--- Aufgabenbeschreibung ---
Bitte stelle alle folgenden Einträge als zweispaltige CSV-Tabelle mit den Spalten „text“ und „antwort“ dar, mit einer Zeile pro Eintrag. Setze jedes Feld in Anführungszeichen und ersetze Zeilenumbrüche darin durch Leerzeichen.

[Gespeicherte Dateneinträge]
::::::
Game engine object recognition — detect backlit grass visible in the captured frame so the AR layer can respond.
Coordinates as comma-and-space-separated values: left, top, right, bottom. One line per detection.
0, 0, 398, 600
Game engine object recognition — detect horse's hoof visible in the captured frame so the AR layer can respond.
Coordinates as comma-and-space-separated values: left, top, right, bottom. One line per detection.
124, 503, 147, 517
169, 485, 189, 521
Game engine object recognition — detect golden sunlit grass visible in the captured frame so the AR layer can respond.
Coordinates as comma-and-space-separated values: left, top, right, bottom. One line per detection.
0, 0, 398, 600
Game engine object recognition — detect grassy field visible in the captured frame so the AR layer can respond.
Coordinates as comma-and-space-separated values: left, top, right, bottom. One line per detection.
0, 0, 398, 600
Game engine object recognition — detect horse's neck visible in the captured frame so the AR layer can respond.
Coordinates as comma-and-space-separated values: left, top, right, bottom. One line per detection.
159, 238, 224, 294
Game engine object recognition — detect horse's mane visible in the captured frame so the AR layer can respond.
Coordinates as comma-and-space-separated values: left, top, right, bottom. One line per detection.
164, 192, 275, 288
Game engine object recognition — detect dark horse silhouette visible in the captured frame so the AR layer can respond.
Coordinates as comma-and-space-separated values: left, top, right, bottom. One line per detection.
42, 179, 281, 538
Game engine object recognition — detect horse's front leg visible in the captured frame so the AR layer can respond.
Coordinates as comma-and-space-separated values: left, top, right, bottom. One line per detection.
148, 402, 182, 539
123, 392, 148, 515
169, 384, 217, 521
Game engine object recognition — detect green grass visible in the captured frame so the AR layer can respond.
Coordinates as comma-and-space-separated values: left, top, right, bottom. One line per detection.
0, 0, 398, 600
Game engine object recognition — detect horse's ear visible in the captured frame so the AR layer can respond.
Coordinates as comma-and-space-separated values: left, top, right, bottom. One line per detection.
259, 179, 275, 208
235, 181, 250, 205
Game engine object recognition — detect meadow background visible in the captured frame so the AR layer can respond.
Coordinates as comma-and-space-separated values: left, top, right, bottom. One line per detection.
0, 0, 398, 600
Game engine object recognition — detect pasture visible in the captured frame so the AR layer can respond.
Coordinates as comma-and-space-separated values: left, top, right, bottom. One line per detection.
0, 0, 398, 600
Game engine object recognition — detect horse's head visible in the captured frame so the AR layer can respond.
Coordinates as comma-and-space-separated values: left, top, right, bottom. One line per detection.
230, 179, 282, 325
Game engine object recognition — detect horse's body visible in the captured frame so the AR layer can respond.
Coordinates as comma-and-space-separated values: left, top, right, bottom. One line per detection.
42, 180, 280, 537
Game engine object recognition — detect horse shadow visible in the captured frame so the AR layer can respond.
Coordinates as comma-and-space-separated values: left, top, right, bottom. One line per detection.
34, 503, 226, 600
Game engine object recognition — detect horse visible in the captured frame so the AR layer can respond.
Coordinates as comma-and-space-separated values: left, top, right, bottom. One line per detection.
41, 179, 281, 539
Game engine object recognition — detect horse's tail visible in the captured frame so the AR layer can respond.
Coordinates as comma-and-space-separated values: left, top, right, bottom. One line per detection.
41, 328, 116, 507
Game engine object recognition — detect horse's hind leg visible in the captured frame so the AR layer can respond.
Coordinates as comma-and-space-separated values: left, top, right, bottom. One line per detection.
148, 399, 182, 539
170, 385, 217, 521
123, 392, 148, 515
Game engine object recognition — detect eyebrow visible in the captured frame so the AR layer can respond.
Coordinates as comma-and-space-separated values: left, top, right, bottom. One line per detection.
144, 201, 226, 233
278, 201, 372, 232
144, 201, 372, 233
::::::
--- Erwartete Antwort ---
text,antwort
"Game engine object recognition — detect backlit grass visible in the captured frame so the AR layer can respond. Coordinates as comma-and-space-separated values: left, top, right, bottom. One line per detection.","0, 0, 398, 600"
"Game engine object recognition — detect horse's hoof visible in the captured frame so the AR layer can respond. Coordinates as comma-and-space-separated values: left, top, right, bottom. One line per detection.","124, 503, 147, 517 169, 485, 189, 521"
"Game engine object recognition — detect golden sunlit grass visible in the captured frame so the AR layer can respond. Coordinates as comma-and-space-separated values: left, top, right, bottom. One line per detection.","0, 0, 398, 600"
"Game engine object recognition — detect grassy field visible in the captured frame so the AR layer can respond. Coordinates as comma-and-space-separated values: left, top, right, bottom. One line per detection.","0, 0, 398, 600"
"Game engine object recognition — detect horse's neck visible in the captured frame so the AR layer can respond. Coordinates as comma-and-space-separated values: left, top, right, bottom. One line per detection.","159, 238, 224, 294"
"Game engine object recognition — detect horse's mane visible in the captured frame so the AR layer can respond. Coordinates as comma-and-space-separated values: left, top, right, bottom. One line per detection.","164, 192, 275, 288"
"Game engine object recognition — detect dark horse silhouette visible in the captured frame so the AR layer can respond. Coordinates as comma-and-space-separated values: left, top, right, bottom. One line per detection.","42, 179, 281, 538"
"Game engine object recognition — detect horse's front leg visible in the captured frame so the AR layer can respond. Coordinates as comma-and-space-separated values: left, top, right, bottom. One line per detection.","148, 402, 182, 539 123, 392, 148, 515 169, 384, 217, 521"
"Game engine object recognition — detect green grass visible in the captured frame so the AR layer can respond. Coordinates as comma-and-space-separated values: left, top, right, bottom. One line per detection.","0, 0, 398, 600"
"Game engine object recognition — detect horse's ear visible in the captured frame so the AR layer can respond. Coordinates as comma-and-space-separated values: left, top, right, bottom. One line per detection.","259, 179, 275, 208 235, 181, 250, 205"
"Game engine object recognition — detect meadow background visible in the captured frame so the AR layer can respond. Coordinates as comma-and-space-separated values: left, top, right, bottom. One line per detection.","0, 0, 398, 600"
"Game engine object recognition — detect pasture visible in the captured frame so the AR layer can respond. Coordinates as comma-and-space-separated values: left, top, right, bottom. One line per detection.","0, 0, 398, 600"
"Game engine object recognition — detect horse's head visible in the captured frame so the AR layer can respond. Coordinates as comma-and-space-separated values: left, top, right, bottom. One line per detection.","230, 179, 282, 325"
"Game engine object recognition — detect horse's body visible in the captured frame so the AR layer can respond. Coordinates as comma-and-space-separated values: left, top, right, bottom. One line per detection.","42, 180, 280, 537"
"Game engine object recognition — detect horse shadow visible in the captured frame so the AR layer can respond. Coordinates as comma-and-space-separated values: left, top, right, bottom. One line per detection.","34, 503, 226, 600"
"Game engine object recognition — detect horse visible in the captured frame so the AR layer can respond. Coordinates as comma-and-space-separated values: left, top, right, bottom. One line per detection.","41, 179, 281, 539"
"Game engine object recognition — detect horse's tail visible in the captured frame so the AR layer can respond. Coordinates as comma-and-space-separated values: left, top, right, bottom. One line per detection.","41, 328, 116, 507"
"Game engine object recognition — detect horse's hind leg visible in the captured frame so the AR layer can respond. Coordinates as comma-and-space-separated values: left, top, right, bottom. One line per detection.","148, 399, 182, 539 170, 385, 217, 521 123, 392, 148, 515"
"Game engine object recognition — detect eyebrow visible in the captured frame so the AR layer can respond. Coordinates as comma-and-space-separated values: left, top, right, bottom. One line per detection.","144, 201, 226, 233 278, 201, 372, 232 144, 201, 372, 233"